# EXERCISE INSTRUCTIONS:
Substitute "clay planter" for "terracotta pot" in the items, beginning at the line that has "of the terracotta" and stopping after the line that has "Target: terracotta pot". Give back only those lines, with everything else left unchanged.

# DATASET EXTRACT:

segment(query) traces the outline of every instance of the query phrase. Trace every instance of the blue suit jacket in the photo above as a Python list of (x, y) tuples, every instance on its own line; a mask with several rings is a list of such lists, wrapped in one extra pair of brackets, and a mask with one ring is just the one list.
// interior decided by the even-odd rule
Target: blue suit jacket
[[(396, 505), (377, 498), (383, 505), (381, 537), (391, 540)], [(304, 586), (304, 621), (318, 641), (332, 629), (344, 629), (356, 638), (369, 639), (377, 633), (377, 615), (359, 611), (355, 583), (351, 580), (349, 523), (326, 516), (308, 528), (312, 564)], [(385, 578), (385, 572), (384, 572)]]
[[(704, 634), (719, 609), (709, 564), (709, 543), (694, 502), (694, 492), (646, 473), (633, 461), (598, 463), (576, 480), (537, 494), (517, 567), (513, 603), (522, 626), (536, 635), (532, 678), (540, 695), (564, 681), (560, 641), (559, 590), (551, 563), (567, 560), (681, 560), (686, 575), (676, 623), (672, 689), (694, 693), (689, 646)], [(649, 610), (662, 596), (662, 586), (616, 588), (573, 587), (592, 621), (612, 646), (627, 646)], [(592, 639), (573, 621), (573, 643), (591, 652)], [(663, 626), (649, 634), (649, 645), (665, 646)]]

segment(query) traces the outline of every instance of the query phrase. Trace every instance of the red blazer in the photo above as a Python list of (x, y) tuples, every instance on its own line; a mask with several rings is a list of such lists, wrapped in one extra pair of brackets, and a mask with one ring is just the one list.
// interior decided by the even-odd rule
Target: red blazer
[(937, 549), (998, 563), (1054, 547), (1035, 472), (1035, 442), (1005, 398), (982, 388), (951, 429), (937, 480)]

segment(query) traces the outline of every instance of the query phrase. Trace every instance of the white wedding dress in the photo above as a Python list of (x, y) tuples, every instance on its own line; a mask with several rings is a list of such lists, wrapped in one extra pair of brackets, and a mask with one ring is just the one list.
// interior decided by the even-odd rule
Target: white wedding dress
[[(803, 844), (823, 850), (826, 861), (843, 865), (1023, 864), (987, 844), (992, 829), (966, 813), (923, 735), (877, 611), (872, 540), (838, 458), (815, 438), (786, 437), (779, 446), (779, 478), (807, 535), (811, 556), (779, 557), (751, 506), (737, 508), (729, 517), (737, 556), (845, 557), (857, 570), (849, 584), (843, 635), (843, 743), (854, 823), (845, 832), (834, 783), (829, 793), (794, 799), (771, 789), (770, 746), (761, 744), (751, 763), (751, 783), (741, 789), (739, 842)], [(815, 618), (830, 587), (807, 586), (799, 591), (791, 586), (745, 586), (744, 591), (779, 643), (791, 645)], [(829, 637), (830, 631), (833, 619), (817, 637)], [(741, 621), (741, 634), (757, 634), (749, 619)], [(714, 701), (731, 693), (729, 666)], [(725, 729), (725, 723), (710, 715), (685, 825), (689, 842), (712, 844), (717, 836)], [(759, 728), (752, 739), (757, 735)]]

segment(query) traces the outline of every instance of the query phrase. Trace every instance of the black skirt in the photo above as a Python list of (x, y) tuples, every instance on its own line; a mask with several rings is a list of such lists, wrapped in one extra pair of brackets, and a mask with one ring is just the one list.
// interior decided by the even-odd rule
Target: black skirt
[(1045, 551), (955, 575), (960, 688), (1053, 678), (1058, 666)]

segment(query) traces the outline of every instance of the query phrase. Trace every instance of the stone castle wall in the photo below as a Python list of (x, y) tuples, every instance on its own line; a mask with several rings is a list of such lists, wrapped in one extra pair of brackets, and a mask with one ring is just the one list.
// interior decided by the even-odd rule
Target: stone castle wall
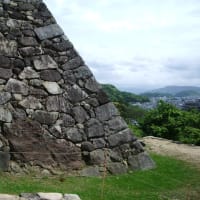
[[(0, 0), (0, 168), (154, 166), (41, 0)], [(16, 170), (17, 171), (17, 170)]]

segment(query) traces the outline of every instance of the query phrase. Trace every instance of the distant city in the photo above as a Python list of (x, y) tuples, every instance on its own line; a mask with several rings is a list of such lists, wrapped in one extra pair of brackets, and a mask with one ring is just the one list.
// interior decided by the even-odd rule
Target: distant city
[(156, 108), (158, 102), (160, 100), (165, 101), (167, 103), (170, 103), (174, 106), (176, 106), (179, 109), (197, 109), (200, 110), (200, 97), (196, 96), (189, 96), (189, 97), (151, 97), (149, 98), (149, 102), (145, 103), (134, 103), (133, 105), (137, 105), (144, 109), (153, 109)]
---
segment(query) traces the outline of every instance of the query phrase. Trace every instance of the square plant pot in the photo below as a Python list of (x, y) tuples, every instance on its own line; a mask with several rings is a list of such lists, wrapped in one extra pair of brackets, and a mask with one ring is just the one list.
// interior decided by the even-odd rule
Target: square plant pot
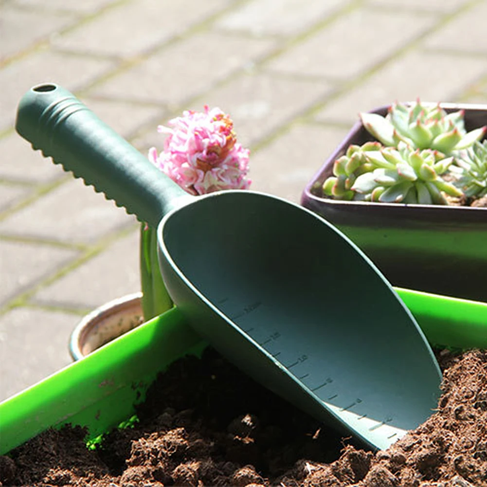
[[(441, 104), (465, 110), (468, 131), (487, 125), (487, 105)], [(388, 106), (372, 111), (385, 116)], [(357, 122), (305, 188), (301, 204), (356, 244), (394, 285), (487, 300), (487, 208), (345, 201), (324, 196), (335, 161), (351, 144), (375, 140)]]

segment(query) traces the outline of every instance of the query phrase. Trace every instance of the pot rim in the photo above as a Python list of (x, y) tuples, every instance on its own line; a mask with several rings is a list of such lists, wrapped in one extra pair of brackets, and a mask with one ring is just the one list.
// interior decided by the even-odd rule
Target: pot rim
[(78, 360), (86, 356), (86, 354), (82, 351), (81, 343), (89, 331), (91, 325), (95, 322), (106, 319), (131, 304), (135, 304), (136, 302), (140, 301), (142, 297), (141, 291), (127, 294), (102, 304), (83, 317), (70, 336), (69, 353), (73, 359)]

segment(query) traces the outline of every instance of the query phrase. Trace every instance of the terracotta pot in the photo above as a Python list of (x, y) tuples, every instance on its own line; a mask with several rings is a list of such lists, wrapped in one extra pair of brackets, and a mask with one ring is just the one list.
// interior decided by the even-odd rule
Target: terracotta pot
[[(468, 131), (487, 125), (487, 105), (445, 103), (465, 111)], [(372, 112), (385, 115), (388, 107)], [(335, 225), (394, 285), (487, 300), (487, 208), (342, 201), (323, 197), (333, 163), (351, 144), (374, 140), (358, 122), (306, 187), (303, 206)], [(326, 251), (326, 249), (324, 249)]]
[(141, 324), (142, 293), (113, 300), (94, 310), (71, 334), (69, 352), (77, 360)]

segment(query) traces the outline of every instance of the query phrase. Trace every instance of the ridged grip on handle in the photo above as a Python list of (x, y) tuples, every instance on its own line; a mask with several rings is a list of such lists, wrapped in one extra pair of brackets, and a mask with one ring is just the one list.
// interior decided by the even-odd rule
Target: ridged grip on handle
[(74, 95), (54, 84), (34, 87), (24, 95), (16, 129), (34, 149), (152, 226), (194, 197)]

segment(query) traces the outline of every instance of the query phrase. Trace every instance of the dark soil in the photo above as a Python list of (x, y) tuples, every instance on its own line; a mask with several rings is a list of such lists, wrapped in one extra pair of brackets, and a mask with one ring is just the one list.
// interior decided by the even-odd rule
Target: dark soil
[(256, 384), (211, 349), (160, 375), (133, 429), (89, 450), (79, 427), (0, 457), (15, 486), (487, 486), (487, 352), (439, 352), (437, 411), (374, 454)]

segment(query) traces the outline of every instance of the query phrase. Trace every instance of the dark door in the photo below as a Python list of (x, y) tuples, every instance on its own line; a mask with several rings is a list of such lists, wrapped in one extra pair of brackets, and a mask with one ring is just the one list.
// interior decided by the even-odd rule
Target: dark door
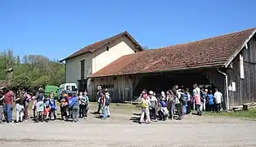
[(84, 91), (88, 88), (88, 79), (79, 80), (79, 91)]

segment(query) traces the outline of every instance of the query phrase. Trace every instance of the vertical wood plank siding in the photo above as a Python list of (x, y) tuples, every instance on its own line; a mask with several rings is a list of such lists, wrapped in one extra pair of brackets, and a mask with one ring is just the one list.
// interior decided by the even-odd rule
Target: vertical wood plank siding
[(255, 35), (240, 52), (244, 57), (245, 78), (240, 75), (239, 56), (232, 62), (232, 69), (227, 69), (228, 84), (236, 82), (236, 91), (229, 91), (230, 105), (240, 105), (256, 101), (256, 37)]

# RESULT OF THIS EXERCISE:
segment(query) traces the outline of every instance of the query phrase. Trace every instance of the clay planter in the photo above as a Python list of (x, y) tuples, every instance on its own line; a mask with several rings is a list of such lists, wrapped in one extra pair of brackets, and a mask with one ring is just the one list.
// interior decided by the even-odd rule
Target: clay planter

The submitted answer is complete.